- _Excerpts from a listing of labeled region data_:
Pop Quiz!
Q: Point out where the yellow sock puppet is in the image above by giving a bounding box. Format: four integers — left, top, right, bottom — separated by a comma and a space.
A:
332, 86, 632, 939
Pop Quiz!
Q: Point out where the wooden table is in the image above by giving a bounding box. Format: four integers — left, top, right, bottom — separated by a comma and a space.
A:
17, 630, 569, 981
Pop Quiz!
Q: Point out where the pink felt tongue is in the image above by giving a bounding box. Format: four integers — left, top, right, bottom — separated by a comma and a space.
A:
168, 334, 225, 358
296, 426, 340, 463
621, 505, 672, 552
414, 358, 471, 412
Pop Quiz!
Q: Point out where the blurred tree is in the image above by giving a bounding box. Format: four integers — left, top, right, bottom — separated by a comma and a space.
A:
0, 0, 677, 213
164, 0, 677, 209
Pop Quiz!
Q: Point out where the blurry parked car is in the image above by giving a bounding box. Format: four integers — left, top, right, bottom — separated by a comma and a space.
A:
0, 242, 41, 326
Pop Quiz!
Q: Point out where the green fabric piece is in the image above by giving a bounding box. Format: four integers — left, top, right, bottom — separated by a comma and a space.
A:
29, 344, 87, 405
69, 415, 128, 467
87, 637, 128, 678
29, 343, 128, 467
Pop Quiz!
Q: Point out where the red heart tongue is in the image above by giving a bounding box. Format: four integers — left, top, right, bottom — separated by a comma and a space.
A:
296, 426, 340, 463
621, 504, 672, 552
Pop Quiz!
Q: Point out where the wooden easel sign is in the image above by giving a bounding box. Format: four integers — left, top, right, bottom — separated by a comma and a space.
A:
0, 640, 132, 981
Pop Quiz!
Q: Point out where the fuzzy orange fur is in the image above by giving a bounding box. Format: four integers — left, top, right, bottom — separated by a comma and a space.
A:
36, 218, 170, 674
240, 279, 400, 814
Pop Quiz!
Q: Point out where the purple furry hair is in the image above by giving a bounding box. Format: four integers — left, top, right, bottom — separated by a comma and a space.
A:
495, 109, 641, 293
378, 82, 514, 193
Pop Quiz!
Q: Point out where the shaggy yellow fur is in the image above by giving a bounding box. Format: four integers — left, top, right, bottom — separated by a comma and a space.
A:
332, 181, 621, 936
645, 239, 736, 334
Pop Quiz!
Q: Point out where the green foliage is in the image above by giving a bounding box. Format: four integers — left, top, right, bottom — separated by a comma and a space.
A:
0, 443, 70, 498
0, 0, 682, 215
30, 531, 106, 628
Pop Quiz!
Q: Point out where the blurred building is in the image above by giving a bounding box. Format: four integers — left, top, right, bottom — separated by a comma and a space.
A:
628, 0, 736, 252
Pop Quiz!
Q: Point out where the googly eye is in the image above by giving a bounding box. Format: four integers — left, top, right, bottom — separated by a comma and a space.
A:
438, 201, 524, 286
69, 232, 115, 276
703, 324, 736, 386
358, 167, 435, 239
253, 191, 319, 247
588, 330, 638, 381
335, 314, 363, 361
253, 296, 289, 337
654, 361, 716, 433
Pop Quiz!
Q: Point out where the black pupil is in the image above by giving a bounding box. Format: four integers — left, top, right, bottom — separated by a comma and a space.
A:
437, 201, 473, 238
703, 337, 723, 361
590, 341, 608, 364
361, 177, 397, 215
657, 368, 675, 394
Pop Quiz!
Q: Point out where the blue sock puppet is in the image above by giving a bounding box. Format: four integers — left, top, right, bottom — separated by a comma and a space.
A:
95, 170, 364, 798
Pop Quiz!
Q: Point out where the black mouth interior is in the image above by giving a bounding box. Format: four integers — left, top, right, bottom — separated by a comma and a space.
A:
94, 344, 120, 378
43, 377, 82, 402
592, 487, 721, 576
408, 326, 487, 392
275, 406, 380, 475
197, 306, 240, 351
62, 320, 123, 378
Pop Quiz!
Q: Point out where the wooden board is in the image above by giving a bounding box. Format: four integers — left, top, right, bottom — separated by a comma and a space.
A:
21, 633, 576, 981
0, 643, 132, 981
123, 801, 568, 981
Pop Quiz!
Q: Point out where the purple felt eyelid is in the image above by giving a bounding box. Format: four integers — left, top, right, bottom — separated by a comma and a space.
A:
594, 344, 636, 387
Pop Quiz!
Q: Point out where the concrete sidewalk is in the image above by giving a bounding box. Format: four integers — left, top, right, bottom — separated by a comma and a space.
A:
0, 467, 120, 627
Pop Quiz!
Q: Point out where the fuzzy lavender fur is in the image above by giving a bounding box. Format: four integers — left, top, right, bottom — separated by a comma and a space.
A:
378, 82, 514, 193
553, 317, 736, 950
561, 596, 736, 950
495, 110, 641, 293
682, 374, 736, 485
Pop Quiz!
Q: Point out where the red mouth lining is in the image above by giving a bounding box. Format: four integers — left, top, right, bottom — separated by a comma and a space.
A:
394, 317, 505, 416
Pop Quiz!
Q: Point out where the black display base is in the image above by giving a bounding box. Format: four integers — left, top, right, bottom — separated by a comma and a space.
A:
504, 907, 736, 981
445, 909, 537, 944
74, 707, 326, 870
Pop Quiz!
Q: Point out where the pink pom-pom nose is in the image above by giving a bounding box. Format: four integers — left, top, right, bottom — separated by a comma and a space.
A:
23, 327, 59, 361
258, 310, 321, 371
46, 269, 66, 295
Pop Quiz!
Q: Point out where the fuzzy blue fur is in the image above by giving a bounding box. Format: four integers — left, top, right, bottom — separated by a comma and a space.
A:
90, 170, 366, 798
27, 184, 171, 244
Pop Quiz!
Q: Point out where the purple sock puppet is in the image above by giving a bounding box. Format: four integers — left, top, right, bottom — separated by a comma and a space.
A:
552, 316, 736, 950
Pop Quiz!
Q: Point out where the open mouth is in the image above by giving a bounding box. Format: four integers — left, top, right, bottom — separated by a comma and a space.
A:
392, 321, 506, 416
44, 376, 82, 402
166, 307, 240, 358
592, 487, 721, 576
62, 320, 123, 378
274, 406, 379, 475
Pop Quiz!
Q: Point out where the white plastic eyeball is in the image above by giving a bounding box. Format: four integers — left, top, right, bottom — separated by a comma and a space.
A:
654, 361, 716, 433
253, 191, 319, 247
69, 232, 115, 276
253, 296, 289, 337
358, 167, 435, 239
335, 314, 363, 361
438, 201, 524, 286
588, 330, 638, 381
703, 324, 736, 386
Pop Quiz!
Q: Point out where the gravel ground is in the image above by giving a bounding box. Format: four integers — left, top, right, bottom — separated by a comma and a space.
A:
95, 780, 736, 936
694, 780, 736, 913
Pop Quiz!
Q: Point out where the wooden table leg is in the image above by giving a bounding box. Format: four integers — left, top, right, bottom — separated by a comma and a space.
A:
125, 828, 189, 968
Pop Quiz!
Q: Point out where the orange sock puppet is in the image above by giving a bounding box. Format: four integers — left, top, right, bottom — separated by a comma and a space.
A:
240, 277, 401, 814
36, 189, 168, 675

- _What you should do_:
Pick out every line of the listing that contains the word "pink", and copy each one.

- _Written answer_:
Q: Point out where the pink felt tongue is in the image above by giving a bounding box. Format: four integers — left, top, right, bottom — separated by a comma and a space.
Q: Point out where the pink pom-pom nose is in the image above by giving a bounding box. Format: four integers — left, top, right, bottom — separated by a comma and a space.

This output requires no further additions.